What you will do » The reply is to be an exact repetition of the entries that follow, with each picture left out.

[Data to process — start]

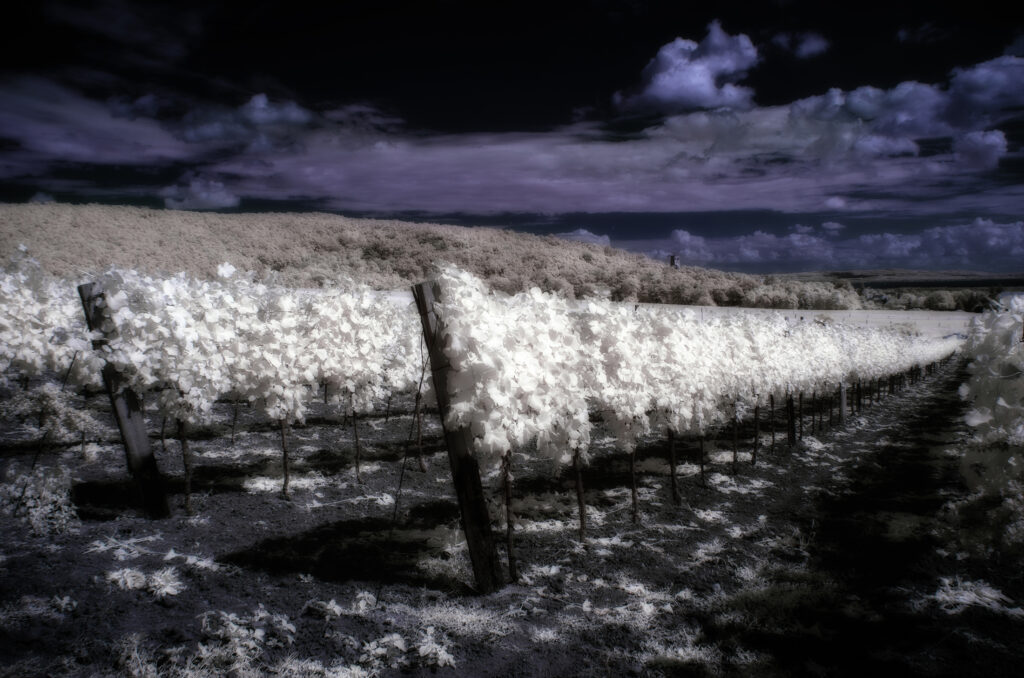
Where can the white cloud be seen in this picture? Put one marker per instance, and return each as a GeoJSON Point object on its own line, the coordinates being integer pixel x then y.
{"type": "Point", "coordinates": [52, 123]}
{"type": "Point", "coordinates": [981, 245]}
{"type": "Point", "coordinates": [201, 194]}
{"type": "Point", "coordinates": [260, 111]}
{"type": "Point", "coordinates": [981, 93]}
{"type": "Point", "coordinates": [811, 44]}
{"type": "Point", "coordinates": [584, 236]}
{"type": "Point", "coordinates": [981, 150]}
{"type": "Point", "coordinates": [685, 75]}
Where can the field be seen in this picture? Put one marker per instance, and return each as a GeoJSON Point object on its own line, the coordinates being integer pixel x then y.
{"type": "Point", "coordinates": [869, 545]}
{"type": "Point", "coordinates": [844, 555]}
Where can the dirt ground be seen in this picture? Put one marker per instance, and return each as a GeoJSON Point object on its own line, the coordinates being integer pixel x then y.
{"type": "Point", "coordinates": [855, 552]}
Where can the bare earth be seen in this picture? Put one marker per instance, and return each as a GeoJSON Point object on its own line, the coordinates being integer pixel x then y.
{"type": "Point", "coordinates": [845, 555]}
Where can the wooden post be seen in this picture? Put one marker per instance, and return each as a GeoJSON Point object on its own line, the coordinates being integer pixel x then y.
{"type": "Point", "coordinates": [128, 413]}
{"type": "Point", "coordinates": [757, 433]}
{"type": "Point", "coordinates": [580, 497]}
{"type": "Point", "coordinates": [800, 415]}
{"type": "Point", "coordinates": [465, 469]}
{"type": "Point", "coordinates": [676, 499]}
{"type": "Point", "coordinates": [842, 403]}
{"type": "Point", "coordinates": [791, 427]}
{"type": "Point", "coordinates": [735, 437]}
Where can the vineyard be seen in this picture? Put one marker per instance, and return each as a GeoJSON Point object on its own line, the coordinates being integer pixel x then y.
{"type": "Point", "coordinates": [286, 508]}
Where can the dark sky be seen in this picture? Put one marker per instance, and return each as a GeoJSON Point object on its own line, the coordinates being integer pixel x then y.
{"type": "Point", "coordinates": [806, 127]}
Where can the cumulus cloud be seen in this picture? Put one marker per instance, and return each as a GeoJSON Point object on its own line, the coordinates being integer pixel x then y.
{"type": "Point", "coordinates": [981, 150]}
{"type": "Point", "coordinates": [259, 124]}
{"type": "Point", "coordinates": [979, 94]}
{"type": "Point", "coordinates": [584, 236]}
{"type": "Point", "coordinates": [803, 45]}
{"type": "Point", "coordinates": [981, 245]}
{"type": "Point", "coordinates": [685, 75]}
{"type": "Point", "coordinates": [200, 194]}
{"type": "Point", "coordinates": [55, 124]}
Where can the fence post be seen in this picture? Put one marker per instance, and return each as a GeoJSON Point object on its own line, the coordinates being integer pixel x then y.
{"type": "Point", "coordinates": [465, 469]}
{"type": "Point", "coordinates": [128, 412]}
{"type": "Point", "coordinates": [842, 403]}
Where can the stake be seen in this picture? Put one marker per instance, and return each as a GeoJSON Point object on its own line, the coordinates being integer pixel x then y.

[Data to process — finish]

Result of this exercise »
Where can the white cloud be seen in this picture? Put one marker per instance, and return each as a GeoJSON Point object on its own line, the coordinates being integer pixel x then y.
{"type": "Point", "coordinates": [52, 123]}
{"type": "Point", "coordinates": [981, 245]}
{"type": "Point", "coordinates": [201, 194]}
{"type": "Point", "coordinates": [260, 111]}
{"type": "Point", "coordinates": [981, 93]}
{"type": "Point", "coordinates": [811, 44]}
{"type": "Point", "coordinates": [584, 236]}
{"type": "Point", "coordinates": [981, 150]}
{"type": "Point", "coordinates": [685, 75]}
Where can the field be seen in this picture? Put one marker per instance, and return each as a GeoJSON Point object on its own line, the coordinates being integer pixel x then y.
{"type": "Point", "coordinates": [869, 545]}
{"type": "Point", "coordinates": [844, 555]}
Where can the dirt ground be seen in this picture? Put one marker per instance, and return each as a GeoJSON Point object on its own line, the coordinates being integer pixel x then y.
{"type": "Point", "coordinates": [855, 552]}
Where can the bare earth be seen in this picture? Put one marker per instance, and return each as a GeoJSON Point object on its own line, the coordinates being integer pixel x then y.
{"type": "Point", "coordinates": [845, 555]}
Where can the wooden post be seen in this picture? Put one marker per instance, and return each as a GeoJSON Point object on its own line, the coordinates being integer pixel x then y.
{"type": "Point", "coordinates": [128, 413]}
{"type": "Point", "coordinates": [757, 433]}
{"type": "Point", "coordinates": [580, 497]}
{"type": "Point", "coordinates": [800, 415]}
{"type": "Point", "coordinates": [465, 469]}
{"type": "Point", "coordinates": [676, 499]}
{"type": "Point", "coordinates": [842, 403]}
{"type": "Point", "coordinates": [791, 427]}
{"type": "Point", "coordinates": [735, 437]}
Where can the vineyard be seen in this picture? Put one marker per instance, and return each as a GeoJSON Point object on its own line, the coordinates being integer pixel x then y.
{"type": "Point", "coordinates": [286, 508]}
Where can the dark sky be seen in this picture? Put one marker per instance, and return each as a GeoJSON Point object on its own line, the coordinates being integer pixel x then y.
{"type": "Point", "coordinates": [806, 127]}
Where can the cumulus cloud be seen in this picture? Put one marker per instance, and return each as a GeoJSON Point object on its own line, the coordinates being integer pixel x then y.
{"type": "Point", "coordinates": [981, 150]}
{"type": "Point", "coordinates": [259, 124]}
{"type": "Point", "coordinates": [979, 94]}
{"type": "Point", "coordinates": [584, 236]}
{"type": "Point", "coordinates": [803, 45]}
{"type": "Point", "coordinates": [981, 245]}
{"type": "Point", "coordinates": [685, 75]}
{"type": "Point", "coordinates": [200, 194]}
{"type": "Point", "coordinates": [55, 124]}
Where can the fence post be seen in this picture? Put one marker per instance, and return each as a GeoJSON Point object on its own line, the coordinates being integer pixel x then y.
{"type": "Point", "coordinates": [465, 469]}
{"type": "Point", "coordinates": [128, 412]}
{"type": "Point", "coordinates": [842, 403]}
Where can the stake be seen in this picture? Put one marker per instance, and return each as a GeoJSON Point object on its own line, the coordinates being integer pixel x then y.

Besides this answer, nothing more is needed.